Texto de leitura |

%%

Millôr Fernandes*
Faber, o que faz, sapiens, o que sabe, ludens, o que, em sabendo como fazer, e fazendo como sabe, se diverte paca com o entrosamento dos dois: o ser humano lúdico.
Daí Sonia Ludens. Que chegou para o que chamam de arte com experiência existencial plena, clara, satisfeita. Com encanto e envolvimento com cultura em seu sentido mais amplo, aquele a que sua faixa social e sua sensibilidade pessoal a levaram naturalmente. Quando percebeu – se é que parou para perceber – estava pronta. Não foi conduzida à arte pelos caminhos habituais da amargura e da frustração. Assim é fácil.
Sonia Lins Ludens dá-me a impressão de que começou a desenhar, a escrever, a colecionar recortes e ideias os mais diversos, como quem desenha, escreve e coleciona ideias e recortes os mais diversos. Se é que entendem.
Gozando com o lúdico absoluto, frenético, aquele impulso que os sábios que pesquisam o fundamento da alegria, do jogo, do brinquedo, descrevem como uma descarga de excessiva energia vital, satisfação do espírito imitativo, do quê não se sabe.

%%

Dados exibidos |
%%

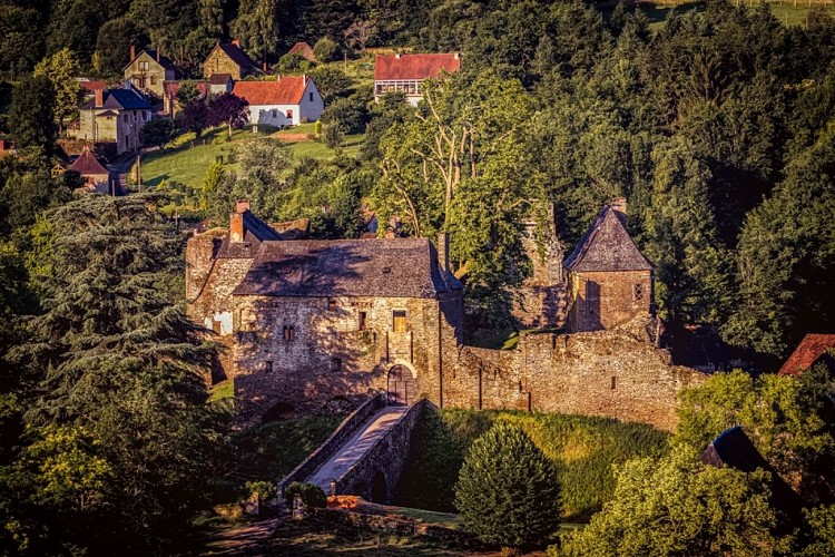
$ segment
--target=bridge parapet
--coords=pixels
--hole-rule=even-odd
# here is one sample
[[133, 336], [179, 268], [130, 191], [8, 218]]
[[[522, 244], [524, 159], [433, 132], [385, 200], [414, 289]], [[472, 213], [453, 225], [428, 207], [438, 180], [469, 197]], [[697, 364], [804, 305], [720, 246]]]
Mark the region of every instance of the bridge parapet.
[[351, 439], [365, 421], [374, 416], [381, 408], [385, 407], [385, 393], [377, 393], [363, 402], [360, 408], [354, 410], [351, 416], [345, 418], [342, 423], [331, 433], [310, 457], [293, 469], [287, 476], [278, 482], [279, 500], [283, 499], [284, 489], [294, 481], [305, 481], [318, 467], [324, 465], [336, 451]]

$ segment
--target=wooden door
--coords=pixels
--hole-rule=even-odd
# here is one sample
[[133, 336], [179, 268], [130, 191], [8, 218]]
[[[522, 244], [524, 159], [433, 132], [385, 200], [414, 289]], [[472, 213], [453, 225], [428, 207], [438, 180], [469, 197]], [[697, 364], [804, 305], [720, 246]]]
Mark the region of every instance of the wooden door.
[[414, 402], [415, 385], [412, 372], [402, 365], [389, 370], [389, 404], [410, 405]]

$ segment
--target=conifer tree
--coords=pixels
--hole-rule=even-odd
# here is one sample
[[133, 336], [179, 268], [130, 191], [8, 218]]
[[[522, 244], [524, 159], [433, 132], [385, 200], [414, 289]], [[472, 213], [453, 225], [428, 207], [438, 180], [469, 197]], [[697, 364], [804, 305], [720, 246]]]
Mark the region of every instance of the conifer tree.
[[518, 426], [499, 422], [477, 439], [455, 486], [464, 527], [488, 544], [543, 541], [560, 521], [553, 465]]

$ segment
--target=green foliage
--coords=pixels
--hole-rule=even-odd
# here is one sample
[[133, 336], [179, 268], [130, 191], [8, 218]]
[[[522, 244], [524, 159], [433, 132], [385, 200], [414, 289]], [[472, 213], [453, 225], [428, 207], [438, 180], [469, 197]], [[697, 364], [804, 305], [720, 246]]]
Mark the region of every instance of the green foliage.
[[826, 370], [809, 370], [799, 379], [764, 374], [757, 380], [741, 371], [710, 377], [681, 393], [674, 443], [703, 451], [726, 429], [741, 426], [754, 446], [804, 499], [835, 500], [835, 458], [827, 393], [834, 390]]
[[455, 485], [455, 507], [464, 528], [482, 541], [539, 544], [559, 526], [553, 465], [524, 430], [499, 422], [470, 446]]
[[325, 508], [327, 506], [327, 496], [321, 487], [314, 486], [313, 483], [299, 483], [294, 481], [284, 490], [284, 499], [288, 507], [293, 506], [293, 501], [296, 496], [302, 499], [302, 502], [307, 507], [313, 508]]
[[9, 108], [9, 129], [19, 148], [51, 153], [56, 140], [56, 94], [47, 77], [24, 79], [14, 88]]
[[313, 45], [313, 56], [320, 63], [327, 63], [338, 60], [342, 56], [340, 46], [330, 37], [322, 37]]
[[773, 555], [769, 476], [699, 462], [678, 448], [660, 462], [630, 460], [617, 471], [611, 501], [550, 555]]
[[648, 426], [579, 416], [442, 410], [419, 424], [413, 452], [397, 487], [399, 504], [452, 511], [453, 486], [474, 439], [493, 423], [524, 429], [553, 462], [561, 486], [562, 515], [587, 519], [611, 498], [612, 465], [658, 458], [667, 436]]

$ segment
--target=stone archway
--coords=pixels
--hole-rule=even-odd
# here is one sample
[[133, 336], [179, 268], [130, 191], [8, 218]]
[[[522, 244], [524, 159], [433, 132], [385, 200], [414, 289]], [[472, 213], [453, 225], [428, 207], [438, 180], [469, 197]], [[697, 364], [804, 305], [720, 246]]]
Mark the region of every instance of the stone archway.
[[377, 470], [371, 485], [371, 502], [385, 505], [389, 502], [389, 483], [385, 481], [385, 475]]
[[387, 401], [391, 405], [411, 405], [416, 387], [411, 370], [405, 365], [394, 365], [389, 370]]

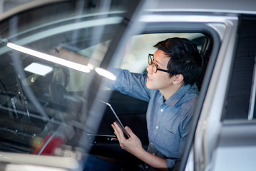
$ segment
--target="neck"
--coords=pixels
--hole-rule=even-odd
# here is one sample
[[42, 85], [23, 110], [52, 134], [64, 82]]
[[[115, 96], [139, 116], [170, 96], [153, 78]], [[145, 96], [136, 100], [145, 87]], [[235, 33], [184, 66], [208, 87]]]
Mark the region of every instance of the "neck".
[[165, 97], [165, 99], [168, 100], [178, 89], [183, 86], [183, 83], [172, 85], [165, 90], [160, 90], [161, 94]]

%%
%%

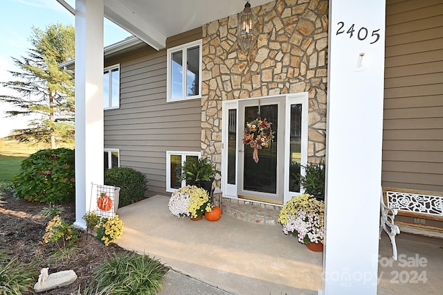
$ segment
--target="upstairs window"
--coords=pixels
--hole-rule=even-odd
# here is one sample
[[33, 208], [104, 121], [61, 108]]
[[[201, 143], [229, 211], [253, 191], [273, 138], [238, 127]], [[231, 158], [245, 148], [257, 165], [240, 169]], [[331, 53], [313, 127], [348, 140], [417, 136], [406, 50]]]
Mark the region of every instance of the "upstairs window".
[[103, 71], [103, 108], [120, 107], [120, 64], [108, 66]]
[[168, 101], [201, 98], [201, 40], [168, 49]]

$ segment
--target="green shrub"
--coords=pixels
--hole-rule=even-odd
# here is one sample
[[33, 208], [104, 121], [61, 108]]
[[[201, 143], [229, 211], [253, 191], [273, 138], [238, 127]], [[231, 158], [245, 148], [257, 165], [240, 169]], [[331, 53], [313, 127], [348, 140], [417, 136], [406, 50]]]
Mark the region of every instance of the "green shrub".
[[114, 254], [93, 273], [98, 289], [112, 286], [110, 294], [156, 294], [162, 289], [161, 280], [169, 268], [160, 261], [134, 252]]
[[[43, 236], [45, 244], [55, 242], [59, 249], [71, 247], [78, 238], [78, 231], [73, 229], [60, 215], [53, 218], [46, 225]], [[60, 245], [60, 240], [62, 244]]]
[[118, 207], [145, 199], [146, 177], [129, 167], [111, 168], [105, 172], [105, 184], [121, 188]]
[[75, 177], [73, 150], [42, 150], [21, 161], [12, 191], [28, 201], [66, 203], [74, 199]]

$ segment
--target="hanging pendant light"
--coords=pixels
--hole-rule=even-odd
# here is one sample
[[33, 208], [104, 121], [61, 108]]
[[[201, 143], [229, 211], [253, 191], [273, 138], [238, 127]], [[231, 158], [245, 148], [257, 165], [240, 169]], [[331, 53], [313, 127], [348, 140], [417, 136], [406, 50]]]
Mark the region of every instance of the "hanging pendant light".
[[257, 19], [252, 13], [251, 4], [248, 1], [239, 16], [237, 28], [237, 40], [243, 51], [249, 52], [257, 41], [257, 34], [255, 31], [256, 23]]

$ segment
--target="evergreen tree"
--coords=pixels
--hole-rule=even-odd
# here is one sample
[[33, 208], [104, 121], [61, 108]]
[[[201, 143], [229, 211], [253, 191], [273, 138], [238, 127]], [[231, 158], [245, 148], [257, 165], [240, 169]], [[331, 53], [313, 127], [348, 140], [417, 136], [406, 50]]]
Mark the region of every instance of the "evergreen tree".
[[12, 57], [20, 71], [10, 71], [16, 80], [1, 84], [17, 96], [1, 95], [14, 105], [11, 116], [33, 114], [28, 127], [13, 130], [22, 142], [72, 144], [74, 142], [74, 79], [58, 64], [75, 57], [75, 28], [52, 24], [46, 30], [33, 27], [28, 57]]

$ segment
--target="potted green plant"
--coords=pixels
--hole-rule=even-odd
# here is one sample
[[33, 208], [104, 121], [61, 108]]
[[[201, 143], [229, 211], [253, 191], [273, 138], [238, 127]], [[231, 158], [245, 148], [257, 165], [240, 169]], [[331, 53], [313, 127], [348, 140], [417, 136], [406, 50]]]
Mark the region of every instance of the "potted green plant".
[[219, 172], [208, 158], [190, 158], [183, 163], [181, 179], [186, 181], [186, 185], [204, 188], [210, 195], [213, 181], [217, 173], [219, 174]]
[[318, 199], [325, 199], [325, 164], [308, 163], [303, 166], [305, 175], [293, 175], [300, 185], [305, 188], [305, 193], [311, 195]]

%%

Enunciado da tarefa | Pode devolver, copiado sem nenhuma alteração, o trecho do texto de leitura que começa nas palavras "Daí Sonia Ludens." e termina depois de "Assim é fácil."? As linhas acima foram tiradas de outra fonte, e não do texto de leitura.

Resultado final |
Daí Sonia Ludens. Que chegou para o que chamam de arte com experiência existencial plena, clara, satisfeita. Com encanto e envolvimento com cultura em seu sentido mais amplo, aquele a que sua faixa social e sua sensibilidade pessoal a levaram naturalmente. Quando percebeu – se é que parou para perceber – estava pronta. Não foi conduzida à arte pelos caminhos habituais da amargura e da frustração. Assim é fácil.